### Data extract

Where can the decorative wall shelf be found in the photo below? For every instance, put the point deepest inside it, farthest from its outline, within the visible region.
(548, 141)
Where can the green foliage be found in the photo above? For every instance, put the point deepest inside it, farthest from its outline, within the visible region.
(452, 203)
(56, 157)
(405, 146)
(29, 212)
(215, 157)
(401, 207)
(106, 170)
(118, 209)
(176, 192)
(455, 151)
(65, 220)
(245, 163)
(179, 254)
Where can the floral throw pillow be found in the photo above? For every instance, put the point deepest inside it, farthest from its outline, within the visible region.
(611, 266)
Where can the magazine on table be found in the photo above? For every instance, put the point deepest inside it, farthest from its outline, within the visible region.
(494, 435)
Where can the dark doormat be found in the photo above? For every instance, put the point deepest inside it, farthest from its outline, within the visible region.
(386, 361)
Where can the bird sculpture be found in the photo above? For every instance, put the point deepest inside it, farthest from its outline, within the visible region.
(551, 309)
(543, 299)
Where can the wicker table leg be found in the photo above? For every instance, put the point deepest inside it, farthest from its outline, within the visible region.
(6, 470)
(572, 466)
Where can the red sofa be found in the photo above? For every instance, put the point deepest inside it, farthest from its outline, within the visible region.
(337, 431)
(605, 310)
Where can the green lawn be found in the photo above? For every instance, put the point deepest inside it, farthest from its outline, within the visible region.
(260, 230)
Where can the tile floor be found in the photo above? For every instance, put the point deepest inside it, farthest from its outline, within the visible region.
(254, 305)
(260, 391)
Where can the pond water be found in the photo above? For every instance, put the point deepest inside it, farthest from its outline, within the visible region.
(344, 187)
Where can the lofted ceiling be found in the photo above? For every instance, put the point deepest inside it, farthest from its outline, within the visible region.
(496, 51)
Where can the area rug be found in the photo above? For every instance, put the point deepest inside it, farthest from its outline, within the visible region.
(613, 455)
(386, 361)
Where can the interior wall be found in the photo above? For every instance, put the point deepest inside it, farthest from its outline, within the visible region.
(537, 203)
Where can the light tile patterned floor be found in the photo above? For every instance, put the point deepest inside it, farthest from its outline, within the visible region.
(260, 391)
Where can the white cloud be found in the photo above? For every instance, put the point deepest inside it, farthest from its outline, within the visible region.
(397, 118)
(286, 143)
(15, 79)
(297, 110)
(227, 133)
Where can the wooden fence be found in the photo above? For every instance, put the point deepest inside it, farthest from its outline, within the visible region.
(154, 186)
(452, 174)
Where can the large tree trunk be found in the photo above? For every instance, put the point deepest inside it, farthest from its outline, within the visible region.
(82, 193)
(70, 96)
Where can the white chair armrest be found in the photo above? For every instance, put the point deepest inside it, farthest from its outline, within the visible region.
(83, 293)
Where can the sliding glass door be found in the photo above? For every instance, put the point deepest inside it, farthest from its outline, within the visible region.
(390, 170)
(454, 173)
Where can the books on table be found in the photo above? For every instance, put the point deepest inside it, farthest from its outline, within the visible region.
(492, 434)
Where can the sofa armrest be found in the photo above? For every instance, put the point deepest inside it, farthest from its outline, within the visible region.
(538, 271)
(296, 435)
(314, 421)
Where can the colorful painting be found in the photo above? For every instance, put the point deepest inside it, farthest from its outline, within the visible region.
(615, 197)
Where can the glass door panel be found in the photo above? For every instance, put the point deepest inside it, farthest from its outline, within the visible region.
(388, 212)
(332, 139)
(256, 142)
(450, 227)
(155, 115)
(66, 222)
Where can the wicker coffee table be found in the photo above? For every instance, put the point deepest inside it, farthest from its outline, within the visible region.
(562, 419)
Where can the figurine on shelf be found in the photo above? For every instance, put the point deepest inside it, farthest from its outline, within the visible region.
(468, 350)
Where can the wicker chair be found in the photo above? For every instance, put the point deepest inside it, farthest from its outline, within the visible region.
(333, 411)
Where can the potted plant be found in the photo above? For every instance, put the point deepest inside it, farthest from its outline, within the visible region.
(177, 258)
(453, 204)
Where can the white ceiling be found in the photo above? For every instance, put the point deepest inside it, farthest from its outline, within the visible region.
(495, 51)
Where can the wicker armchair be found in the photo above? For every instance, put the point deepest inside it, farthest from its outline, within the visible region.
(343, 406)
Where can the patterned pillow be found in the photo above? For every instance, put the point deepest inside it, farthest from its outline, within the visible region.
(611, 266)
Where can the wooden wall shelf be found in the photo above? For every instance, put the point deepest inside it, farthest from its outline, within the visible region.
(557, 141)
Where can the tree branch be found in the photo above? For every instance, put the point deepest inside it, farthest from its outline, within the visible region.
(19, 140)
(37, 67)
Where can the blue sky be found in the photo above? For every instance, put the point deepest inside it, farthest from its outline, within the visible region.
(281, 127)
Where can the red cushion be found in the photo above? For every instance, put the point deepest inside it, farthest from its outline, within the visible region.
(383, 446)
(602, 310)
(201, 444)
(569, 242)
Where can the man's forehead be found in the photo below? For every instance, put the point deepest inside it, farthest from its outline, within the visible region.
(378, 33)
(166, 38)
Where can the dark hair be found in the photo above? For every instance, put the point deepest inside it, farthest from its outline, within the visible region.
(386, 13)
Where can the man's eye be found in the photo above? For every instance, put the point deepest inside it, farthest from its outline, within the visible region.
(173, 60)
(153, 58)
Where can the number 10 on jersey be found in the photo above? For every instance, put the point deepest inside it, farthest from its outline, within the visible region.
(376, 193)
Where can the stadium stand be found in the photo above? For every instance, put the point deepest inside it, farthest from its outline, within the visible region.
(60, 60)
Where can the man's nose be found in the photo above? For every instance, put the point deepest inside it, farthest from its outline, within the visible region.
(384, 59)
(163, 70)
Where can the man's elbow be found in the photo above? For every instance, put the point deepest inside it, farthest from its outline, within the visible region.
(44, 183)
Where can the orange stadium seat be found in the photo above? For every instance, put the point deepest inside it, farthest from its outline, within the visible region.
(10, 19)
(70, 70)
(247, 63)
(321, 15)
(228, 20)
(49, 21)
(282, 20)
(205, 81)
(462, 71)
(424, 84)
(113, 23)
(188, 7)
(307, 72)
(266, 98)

######

# Exercise
Write out the full listing, keeping every line exactly as it is.

# Exercise result
Where can the decorative wall shelf be found in the photo below? For every instance, put the point deepest inside it, farthest from its outline, within the visible region.
(548, 141)
Where can the green foliage be found in the photo above? For every instance, put the point deepest inside it, farthest from its outline, within the visible region.
(452, 203)
(56, 157)
(405, 146)
(29, 212)
(215, 157)
(401, 207)
(106, 170)
(118, 209)
(176, 192)
(455, 151)
(65, 220)
(245, 163)
(179, 254)
Where can the floral throw pillow be found in the photo above? For every instance, put the point deepest inside it, farthest from its outline, within the visible region.
(611, 266)
Where can the magazine on table be found in the photo above? For every instance, put the point deepest inside it, farthest from its outline, within the visible region.
(494, 435)
Where can the dark doormat be found in the photo above? For every instance, put the point deepest inside it, farthest from its outline, within the visible region.
(386, 361)
Where can the bird sculpture be found in the photo above? For every instance, put the point deepest inside it, farthest from its outline, within the visible region.
(551, 309)
(543, 299)
Where can the wicker table leg be found in the photo above? For every instance, put the point deepest inside it, farthest from its outline, within the visible region.
(6, 470)
(572, 466)
Where can the red sofa be found in the photo above? For every instance, put the point deepest inside it, farthest from its outline, within the visible region.
(337, 431)
(605, 310)
Where can the green lawn be found in the photo above? For every instance, put the point deepest inside it, farthest from its outline, within the visible region.
(260, 230)
Where can the tile floor be found in the photo above? For every instance, put the point deepest inside it, farthest from its outline, within the visible region.
(254, 305)
(260, 391)
Where can the pond water be found in the photo above? For every instance, put the point deepest inside it, farthest from its outline, within the visible region.
(344, 187)
Where can the lofted ceiling be found in the photo above? For every instance, put the point deepest inside it, farthest from its outline, within the visible region.
(496, 51)
Where can the area rug be found in the photo above? For every instance, put the point deepest inside it, farthest from its outline, within the visible region.
(613, 455)
(386, 361)
Where can the interior wall be found in the photo above? For every instance, put the point deepest inside it, farthest from its outline, within the visible region.
(537, 203)
Where can the light tile patterned floor be found in the photo above? For every instance, put the point deepest inside it, farthest from its outline, within the visible region.
(260, 391)
Where can the white cloud be found in the photo above? For every instance, put the point deepest inside it, farthest from its outline, within the visible region.
(397, 118)
(286, 143)
(15, 79)
(297, 110)
(227, 133)
Where can the wooden fence be found in the photo above? For every instance, put the point deepest inside it, farthest from its outline, within the visible region.
(154, 186)
(452, 174)
Where can the large tree trunk be found in the photo above? For every instance, put the point deepest inside it, farthest from its outline, within the visible region.
(82, 193)
(70, 96)
Where can the white chair armrest be found in the photo above? For every instance, put the point deepest inside it, farthest from its outline, within the visible region.
(83, 293)
Where can the sliding glass door be found in the photo above? For every instance, put the point deepest inside it, farthest from its outline, within the visible region.
(390, 170)
(454, 173)
Where can the books on table be found in the photo above? For every instance, put the point deepest inside it, farthest from its outline, within the visible region.
(492, 434)
Where can the sofa armrest be found in the photo above? For every instance, put the point deepest inside it, farthest from its outline, within the visible region.
(538, 271)
(296, 435)
(314, 421)
Where can the colorful painting be found in the photo above? For every instance, put the point deepest inside it, farthest from its outline, within the visible region.
(615, 197)
Where can the glass door panel be found in the photo above? For every instance, put the point deepest inside it, farthest from its outline, within the visible region.
(388, 212)
(332, 139)
(256, 142)
(450, 227)
(155, 115)
(66, 222)
Where can the wicker coffee table be found in the photo above? For every instance, put the point deepest inside it, farthest from its outline, within the visible region.
(562, 419)
Where can the figurine on shelf be found in the photo above? For every instance, put the point deepest inside it, farthest from its outline, within the visible region.
(468, 350)
Where can the wicker chair be found in the photo above? For every instance, put the point deepest inside it, farthest from its outline, within the visible region.
(333, 411)
Where can the potted plant be found in the photo above? For every instance, put the point deepest inside it, farthest from its outline, within the visible region.
(177, 258)
(453, 204)
Where can the white ceiling be found in the photo above? For every instance, put the point deepest inside it, farthest from its outline, within the visible region.
(495, 51)
Where can the wicker armchair be found in the photo above? For every instance, put the point deepest inside it, farthest from its outline, within the visible region.
(343, 406)
Where can the patterned pillow be found in the photo above? For every instance, put the point deepest inside it, farthest from its outline, within the visible region.
(611, 266)
Where can the wooden wall shelf be found in the photo above? For every instance, put the point deepest inside it, farthest from its outline, within the visible region.
(557, 141)
Where can the tree branch be found in the photo above? For every instance, put the point deepest inside it, farthest from its outline, within the visible region.
(19, 140)
(37, 67)
Where can the blue sky be found in the photo above? For every instance, put the point deepest inside it, farthest from its outline, within the visible region.
(281, 127)
Where can the red cushion be found in the photo above? For every instance, put the point deepest inside it, farthest from its outline, within the visible region.
(383, 446)
(602, 310)
(201, 444)
(569, 242)
Where can the man's forehead be found in the photo below? For every instance, put the point deepest inside it, farthest from its outline, within the visible region.
(378, 33)
(166, 38)
Where can the dark hair be found in the photo above? For every instance, put the point deepest inside it, farthest from its outline, within the visible region.
(386, 13)
Where can the man's eye be found in the photo above? For every instance, put the point deepest inside it, farthest from its outline, within the visible region.
(173, 60)
(153, 58)
Where can the number 10 on jersey be found in the photo above? For every instance, put the point deepest inside it, farthest from its outline, within the visible region.
(376, 193)
Where can the stadium stand be found in the photo above? For every instance, put the point deepest inside it, farthest from its outline, within the visible region.
(60, 60)
Where can the man's nose be found in the photo above? For every instance, put the point deepest inside it, farthest from its outline, within the visible region.
(384, 59)
(163, 70)
Where can the man's elbow be found in the photo above? For every instance, put the point deepest inside it, farthest from its outline, within the visible region.
(44, 183)
Where can the orange stadium seat be found in the photo above? For every instance, put the point deepest inside it, farthest from its outline, within the visible region.
(10, 19)
(70, 70)
(247, 63)
(321, 15)
(228, 20)
(49, 21)
(282, 20)
(205, 81)
(462, 71)
(424, 84)
(113, 23)
(188, 7)
(307, 72)
(266, 98)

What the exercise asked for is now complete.